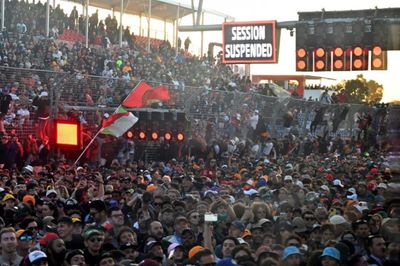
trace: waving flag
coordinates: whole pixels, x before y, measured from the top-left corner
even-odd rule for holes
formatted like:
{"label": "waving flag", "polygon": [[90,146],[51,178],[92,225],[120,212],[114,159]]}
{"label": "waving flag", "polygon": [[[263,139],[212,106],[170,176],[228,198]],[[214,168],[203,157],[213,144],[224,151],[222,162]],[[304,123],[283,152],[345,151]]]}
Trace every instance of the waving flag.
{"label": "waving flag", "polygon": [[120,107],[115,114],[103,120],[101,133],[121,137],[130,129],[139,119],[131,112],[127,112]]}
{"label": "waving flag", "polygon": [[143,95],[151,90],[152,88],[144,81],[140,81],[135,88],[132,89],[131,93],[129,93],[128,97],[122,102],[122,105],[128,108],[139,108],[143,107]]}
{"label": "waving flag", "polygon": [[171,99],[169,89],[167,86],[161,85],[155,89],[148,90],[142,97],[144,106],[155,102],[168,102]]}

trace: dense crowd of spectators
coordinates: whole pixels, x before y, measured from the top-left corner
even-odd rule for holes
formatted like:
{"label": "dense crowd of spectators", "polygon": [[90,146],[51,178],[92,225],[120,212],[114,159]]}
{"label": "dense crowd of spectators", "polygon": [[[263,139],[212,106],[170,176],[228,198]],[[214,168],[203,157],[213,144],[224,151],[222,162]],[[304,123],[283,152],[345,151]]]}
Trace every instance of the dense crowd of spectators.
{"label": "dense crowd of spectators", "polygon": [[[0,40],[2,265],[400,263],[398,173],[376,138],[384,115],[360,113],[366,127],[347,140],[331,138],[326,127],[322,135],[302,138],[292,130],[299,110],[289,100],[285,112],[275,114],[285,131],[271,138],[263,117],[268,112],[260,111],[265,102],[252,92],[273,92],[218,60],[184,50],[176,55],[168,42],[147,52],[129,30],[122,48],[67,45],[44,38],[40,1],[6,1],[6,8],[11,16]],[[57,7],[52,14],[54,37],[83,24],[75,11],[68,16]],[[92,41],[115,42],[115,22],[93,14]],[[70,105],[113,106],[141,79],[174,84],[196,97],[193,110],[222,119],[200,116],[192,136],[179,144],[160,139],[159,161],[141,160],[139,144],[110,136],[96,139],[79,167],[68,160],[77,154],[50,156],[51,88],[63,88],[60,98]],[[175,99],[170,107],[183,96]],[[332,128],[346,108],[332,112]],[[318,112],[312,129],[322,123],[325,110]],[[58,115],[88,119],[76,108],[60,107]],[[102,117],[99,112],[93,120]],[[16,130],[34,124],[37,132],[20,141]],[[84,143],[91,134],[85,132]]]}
_ _ _ _ _
Task item
Set each line of the records down again exactly as it reads. Omit the pictures.

Answer section
trace: waving flag
coordinates: whole pixels, x before y, measured from the top-left corner
even-odd rule for holes
formatted like:
{"label": "waving flag", "polygon": [[90,146],[51,178],[92,225],[120,212],[114,159]]}
{"label": "waving flag", "polygon": [[[263,139],[212,106],[170,176],[228,198]],[[214,168],[203,157],[213,144],[224,151],[222,162]],[[304,123],[283,152],[345,151]]]}
Trace every instance of the waving flag.
{"label": "waving flag", "polygon": [[120,107],[115,114],[103,120],[101,133],[121,137],[130,129],[139,119],[131,112],[127,112]]}
{"label": "waving flag", "polygon": [[143,95],[151,90],[152,88],[144,81],[140,81],[135,88],[132,89],[131,93],[129,93],[128,97],[122,102],[122,105],[128,108],[139,108],[143,107]]}
{"label": "waving flag", "polygon": [[171,99],[169,89],[167,86],[161,85],[155,89],[148,90],[142,97],[144,106],[155,102],[168,102]]}

trace: dense crowd of spectators
coordinates: whole pixels, x before y, measured from the top-left corner
even-odd rule for holes
formatted like:
{"label": "dense crowd of spectators", "polygon": [[90,146],[51,178],[92,225],[120,212],[114,159]]}
{"label": "dense crowd of spectators", "polygon": [[[263,139],[212,106],[170,176],[228,198]],[[214,168],[203,157],[213,144],[224,151],[222,162]],[[304,123],[283,152],[345,151]]]}
Trace every instance of the dense crowd of spectators.
{"label": "dense crowd of spectators", "polygon": [[[0,40],[2,265],[400,263],[398,173],[376,138],[384,115],[360,113],[366,127],[347,140],[331,138],[326,127],[322,135],[302,138],[292,130],[299,110],[289,100],[285,112],[275,114],[285,131],[271,138],[263,117],[268,112],[260,111],[265,102],[252,92],[273,92],[218,60],[184,50],[176,55],[168,42],[147,52],[129,30],[122,48],[67,45],[44,38],[40,1],[6,1],[6,8],[11,16]],[[57,7],[52,14],[54,37],[83,24],[75,11],[68,16]],[[92,41],[115,42],[115,22],[93,14]],[[70,105],[113,106],[141,79],[174,84],[196,97],[193,110],[222,119],[200,116],[192,136],[179,144],[160,139],[159,161],[141,160],[139,144],[110,136],[96,139],[79,167],[68,160],[77,154],[50,156],[51,88],[63,88],[60,98]],[[175,99],[170,107],[183,96]],[[332,128],[346,108],[332,112]],[[318,112],[312,129],[322,123],[325,110]],[[58,115],[88,119],[76,108],[60,107]],[[102,117],[99,112],[93,120]],[[16,130],[34,124],[37,132],[20,141]],[[84,143],[91,134],[85,132]]]}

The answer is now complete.